(Objective)
Copy out, word for word, every line of the material from the one containing "the wooden surface" down to the end, including both of those lines.

--- start Supplied data ---

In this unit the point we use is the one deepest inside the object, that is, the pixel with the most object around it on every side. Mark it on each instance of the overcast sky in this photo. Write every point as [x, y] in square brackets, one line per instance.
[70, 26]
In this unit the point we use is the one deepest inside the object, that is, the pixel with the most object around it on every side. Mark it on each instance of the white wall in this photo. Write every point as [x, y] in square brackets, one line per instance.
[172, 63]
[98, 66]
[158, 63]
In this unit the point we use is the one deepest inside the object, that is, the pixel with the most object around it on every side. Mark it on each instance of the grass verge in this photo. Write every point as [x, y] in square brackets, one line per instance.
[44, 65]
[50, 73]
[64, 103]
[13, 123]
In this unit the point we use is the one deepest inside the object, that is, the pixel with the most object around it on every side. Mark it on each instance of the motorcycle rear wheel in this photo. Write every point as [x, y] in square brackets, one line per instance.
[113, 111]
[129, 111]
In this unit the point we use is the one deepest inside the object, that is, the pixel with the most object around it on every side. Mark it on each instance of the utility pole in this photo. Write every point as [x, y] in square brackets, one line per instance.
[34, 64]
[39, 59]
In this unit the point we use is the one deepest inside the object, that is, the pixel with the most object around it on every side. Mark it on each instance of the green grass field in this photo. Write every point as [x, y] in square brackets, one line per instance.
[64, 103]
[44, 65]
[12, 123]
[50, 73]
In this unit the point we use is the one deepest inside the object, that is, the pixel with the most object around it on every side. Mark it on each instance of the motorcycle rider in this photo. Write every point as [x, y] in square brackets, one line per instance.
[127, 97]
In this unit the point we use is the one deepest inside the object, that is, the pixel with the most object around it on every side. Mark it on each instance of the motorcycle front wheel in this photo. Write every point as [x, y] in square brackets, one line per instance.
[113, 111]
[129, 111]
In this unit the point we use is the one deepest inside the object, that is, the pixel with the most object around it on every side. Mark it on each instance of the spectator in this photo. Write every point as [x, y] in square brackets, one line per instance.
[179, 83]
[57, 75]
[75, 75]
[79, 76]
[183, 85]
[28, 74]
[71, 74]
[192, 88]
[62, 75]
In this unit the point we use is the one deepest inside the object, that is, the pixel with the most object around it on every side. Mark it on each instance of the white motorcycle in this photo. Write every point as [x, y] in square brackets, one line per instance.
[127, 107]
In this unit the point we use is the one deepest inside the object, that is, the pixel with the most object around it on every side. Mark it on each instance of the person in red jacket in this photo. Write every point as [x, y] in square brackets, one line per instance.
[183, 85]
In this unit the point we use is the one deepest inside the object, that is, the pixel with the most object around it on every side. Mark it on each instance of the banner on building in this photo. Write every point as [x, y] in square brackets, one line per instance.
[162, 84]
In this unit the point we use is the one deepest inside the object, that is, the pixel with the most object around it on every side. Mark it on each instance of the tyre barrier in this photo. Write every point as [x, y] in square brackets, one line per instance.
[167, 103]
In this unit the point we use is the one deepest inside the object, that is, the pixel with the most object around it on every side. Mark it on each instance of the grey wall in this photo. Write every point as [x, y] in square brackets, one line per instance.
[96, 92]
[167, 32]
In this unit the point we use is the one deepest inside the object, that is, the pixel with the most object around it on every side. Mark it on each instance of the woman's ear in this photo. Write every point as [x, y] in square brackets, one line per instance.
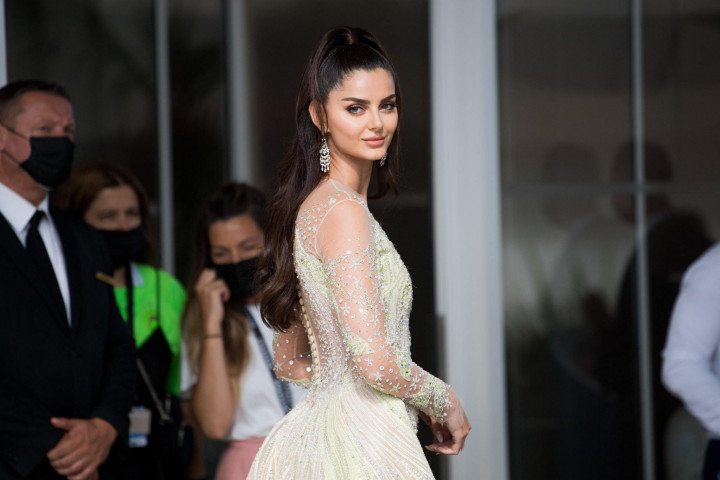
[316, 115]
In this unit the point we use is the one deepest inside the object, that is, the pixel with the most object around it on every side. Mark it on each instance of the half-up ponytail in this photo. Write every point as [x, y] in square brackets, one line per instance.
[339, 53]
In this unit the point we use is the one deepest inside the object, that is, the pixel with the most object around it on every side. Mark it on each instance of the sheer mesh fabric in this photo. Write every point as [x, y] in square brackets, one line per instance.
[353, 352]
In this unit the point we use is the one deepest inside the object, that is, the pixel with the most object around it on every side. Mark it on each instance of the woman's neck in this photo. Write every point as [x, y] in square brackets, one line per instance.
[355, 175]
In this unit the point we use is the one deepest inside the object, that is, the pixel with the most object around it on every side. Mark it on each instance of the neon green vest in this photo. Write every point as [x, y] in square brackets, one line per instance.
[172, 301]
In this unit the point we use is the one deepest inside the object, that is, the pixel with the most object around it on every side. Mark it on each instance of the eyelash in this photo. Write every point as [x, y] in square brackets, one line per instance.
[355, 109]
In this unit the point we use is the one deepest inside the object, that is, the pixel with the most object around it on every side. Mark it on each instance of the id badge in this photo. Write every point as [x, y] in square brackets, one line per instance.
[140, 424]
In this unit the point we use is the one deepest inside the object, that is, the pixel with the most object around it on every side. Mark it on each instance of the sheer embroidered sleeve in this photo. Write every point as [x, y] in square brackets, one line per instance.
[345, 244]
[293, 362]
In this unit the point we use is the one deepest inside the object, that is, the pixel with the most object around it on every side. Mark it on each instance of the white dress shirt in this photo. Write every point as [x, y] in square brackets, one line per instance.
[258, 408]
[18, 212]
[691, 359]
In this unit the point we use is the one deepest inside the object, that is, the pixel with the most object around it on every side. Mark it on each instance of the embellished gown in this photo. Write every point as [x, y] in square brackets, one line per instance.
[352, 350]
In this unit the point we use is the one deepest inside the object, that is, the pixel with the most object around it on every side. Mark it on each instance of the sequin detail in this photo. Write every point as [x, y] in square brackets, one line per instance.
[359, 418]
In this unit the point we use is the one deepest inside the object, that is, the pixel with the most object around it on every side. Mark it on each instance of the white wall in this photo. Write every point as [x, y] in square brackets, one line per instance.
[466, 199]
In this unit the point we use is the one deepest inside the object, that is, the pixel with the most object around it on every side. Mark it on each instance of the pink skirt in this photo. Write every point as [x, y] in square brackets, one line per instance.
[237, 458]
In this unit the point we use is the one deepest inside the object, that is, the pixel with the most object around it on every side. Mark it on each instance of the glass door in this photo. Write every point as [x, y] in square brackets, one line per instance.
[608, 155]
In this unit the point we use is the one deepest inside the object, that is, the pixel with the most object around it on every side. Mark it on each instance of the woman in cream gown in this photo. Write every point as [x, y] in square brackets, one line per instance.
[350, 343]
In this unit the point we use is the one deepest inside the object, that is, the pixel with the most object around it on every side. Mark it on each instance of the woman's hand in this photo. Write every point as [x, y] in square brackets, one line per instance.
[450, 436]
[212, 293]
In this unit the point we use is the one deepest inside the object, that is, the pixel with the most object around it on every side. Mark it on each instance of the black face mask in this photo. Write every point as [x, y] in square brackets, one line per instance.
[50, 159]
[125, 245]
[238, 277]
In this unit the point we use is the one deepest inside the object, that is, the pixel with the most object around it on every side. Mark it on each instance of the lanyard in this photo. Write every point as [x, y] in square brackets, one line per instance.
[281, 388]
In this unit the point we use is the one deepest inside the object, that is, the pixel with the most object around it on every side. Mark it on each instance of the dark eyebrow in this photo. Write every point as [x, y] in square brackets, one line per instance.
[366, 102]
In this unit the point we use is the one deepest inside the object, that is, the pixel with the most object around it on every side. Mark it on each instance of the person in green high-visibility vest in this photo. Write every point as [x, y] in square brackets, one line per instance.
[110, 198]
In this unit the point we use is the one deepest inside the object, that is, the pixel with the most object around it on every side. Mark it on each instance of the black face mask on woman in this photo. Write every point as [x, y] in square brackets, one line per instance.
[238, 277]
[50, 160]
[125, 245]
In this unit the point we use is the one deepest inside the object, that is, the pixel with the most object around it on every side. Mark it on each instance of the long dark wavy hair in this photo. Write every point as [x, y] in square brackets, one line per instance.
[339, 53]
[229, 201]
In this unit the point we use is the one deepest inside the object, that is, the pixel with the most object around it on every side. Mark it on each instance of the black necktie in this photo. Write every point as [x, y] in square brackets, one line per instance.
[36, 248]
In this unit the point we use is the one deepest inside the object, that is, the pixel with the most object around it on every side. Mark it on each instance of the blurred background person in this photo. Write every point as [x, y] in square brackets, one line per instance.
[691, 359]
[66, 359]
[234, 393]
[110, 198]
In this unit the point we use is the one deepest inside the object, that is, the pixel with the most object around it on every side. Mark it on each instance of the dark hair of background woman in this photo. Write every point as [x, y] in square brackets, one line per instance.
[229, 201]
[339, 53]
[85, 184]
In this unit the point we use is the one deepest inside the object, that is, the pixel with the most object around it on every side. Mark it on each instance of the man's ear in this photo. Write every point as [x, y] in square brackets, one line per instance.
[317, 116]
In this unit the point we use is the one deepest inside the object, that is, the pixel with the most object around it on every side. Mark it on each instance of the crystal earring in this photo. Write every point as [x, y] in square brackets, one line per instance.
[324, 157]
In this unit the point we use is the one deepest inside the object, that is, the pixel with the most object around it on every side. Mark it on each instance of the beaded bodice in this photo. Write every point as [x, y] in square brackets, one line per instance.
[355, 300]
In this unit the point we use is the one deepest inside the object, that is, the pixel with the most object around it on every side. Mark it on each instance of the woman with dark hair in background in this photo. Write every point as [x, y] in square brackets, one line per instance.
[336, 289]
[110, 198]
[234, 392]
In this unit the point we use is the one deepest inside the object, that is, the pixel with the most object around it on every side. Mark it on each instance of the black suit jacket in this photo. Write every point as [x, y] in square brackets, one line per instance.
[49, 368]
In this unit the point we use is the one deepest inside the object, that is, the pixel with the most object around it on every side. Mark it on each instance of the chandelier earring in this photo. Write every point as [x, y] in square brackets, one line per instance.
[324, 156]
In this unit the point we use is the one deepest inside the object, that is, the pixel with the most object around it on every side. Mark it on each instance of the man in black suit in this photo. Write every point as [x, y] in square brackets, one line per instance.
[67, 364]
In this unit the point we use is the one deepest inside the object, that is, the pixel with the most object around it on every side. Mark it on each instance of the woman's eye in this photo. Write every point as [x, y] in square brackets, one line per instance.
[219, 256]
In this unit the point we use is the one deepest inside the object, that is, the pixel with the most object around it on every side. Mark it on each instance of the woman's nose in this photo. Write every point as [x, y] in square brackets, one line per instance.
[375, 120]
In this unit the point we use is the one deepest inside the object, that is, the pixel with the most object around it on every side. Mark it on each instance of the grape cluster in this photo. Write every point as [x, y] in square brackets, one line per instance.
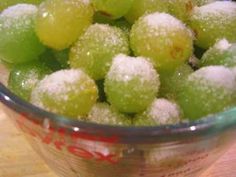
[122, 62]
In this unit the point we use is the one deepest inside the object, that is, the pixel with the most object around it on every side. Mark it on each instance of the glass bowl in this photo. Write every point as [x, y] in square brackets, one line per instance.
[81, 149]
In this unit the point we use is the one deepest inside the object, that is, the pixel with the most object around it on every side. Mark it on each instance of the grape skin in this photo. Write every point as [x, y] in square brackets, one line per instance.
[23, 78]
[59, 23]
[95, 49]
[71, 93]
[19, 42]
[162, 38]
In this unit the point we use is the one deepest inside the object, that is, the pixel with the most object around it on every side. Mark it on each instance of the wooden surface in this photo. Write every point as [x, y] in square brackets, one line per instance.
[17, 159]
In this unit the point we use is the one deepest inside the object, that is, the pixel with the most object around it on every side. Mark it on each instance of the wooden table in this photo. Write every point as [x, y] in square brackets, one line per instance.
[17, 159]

--- end Supplied data ---

(Task response)
In this unit the point we use is the one deepest inside the object, that is, the pixel with the most object around it on every side. Mark it on each instance of the wooden surface in this photo. Write every point as [x, y] in square brackets, one line per instance.
[17, 159]
In this unit the point we use is the one deepest inside the object, that is, the pixel with the most object around it on every side. Mark it on each instance of the wooden table in this photo. Write every point as [x, y] in square brackets, one line per instance.
[17, 159]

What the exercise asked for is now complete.